> Exercise aim
Which lines of the data contain the string "green"? Copy every one of them.

--- START ---

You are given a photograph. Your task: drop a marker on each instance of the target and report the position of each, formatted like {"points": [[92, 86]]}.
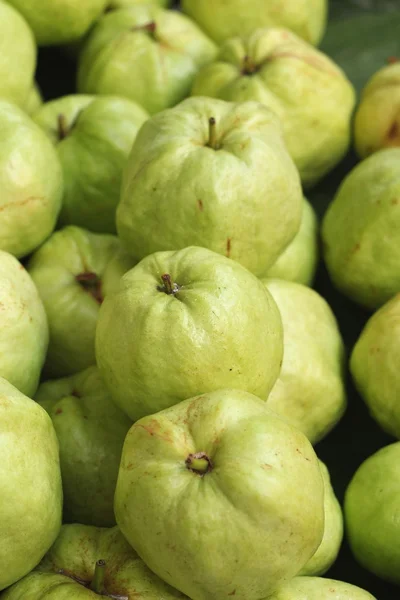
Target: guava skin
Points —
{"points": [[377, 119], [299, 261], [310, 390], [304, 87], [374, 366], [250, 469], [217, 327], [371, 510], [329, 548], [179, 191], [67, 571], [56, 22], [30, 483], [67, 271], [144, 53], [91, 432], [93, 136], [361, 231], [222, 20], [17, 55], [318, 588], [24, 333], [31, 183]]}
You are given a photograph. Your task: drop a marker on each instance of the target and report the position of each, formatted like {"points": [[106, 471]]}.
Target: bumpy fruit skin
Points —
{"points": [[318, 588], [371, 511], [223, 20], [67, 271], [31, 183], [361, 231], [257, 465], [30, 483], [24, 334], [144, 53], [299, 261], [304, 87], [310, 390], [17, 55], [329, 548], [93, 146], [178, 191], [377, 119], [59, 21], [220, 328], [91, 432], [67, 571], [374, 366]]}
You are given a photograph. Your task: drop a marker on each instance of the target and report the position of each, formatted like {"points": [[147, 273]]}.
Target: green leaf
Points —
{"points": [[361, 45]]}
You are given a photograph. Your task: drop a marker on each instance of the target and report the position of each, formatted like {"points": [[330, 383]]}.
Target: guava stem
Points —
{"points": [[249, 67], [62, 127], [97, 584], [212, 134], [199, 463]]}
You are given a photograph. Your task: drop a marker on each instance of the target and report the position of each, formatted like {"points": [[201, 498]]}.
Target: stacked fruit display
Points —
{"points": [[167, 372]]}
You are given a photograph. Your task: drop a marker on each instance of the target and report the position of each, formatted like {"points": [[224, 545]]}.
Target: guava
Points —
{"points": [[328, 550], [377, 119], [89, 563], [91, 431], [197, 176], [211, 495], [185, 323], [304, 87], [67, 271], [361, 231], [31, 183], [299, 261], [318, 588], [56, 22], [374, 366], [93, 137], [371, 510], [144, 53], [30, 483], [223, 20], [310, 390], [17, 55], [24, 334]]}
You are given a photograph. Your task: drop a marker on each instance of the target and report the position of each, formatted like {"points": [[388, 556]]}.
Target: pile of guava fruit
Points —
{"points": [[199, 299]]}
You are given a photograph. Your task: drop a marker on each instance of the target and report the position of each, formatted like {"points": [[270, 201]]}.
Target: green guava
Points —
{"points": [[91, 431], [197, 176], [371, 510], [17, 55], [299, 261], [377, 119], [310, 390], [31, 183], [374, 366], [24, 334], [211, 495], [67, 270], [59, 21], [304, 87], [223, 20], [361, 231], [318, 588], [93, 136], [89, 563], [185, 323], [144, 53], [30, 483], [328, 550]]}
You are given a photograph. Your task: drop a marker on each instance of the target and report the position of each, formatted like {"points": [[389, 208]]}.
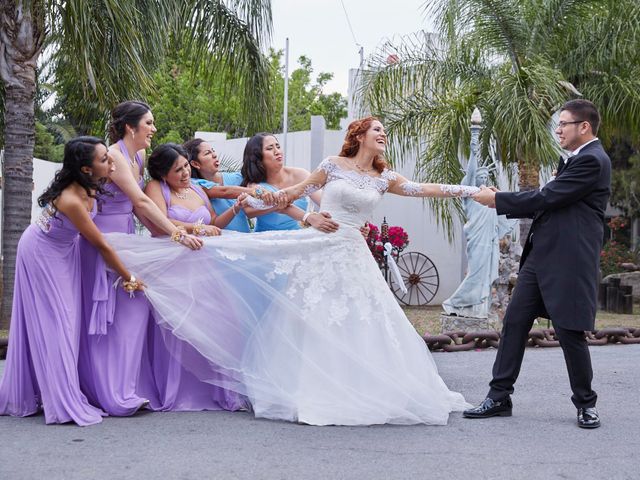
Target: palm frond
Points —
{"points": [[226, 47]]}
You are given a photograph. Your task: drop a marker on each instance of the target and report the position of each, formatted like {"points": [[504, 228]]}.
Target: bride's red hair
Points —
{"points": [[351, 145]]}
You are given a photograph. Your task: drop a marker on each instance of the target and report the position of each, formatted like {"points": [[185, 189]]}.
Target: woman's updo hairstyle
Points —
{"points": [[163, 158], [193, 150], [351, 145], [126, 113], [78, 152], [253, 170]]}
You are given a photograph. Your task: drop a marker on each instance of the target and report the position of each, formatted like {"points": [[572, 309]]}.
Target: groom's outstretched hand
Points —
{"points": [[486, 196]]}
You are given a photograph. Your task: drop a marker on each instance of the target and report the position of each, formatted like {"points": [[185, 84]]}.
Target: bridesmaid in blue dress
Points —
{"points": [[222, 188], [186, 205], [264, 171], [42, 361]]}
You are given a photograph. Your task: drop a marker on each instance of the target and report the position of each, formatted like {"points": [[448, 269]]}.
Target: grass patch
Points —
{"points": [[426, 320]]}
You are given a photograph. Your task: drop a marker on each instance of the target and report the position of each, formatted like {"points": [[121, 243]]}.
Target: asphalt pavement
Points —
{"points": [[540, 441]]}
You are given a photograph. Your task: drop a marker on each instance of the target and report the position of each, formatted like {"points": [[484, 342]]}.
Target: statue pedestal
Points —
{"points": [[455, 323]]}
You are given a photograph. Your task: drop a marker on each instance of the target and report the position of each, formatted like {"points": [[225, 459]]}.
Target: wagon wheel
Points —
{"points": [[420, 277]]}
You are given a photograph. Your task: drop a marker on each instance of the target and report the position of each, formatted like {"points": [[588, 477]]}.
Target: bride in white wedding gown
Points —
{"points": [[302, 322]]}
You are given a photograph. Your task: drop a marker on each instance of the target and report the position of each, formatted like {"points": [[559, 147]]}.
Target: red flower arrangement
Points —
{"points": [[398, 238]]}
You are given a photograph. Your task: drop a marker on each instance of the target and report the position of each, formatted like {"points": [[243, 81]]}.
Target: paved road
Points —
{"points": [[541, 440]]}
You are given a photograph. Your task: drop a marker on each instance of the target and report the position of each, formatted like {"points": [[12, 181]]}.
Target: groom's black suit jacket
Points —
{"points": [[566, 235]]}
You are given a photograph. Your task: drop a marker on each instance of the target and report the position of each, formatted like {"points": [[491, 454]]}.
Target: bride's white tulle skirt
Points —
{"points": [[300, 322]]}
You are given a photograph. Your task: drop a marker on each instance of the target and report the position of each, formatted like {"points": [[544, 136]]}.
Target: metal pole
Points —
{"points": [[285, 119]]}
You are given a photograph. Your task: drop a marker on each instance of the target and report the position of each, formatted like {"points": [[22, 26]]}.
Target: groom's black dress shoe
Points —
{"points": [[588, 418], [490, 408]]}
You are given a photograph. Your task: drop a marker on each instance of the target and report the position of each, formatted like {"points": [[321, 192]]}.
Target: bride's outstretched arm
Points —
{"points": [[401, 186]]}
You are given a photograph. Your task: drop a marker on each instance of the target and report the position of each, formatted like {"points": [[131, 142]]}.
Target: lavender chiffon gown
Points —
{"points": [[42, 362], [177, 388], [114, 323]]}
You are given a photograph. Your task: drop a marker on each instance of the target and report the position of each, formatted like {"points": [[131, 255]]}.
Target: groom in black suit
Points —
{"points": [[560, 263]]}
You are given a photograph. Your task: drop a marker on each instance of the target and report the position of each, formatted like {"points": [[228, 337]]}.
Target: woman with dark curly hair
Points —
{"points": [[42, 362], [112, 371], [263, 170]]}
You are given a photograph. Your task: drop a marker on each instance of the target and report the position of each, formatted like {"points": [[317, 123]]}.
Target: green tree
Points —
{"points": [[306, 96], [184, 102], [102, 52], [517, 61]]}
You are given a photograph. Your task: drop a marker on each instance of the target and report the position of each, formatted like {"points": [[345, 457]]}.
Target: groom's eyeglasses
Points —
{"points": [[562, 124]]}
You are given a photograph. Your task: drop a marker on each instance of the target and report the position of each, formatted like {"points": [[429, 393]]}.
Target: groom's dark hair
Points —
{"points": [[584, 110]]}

--- END ---

> Task result
Target: green leaf
Target: green guava
Target: green tree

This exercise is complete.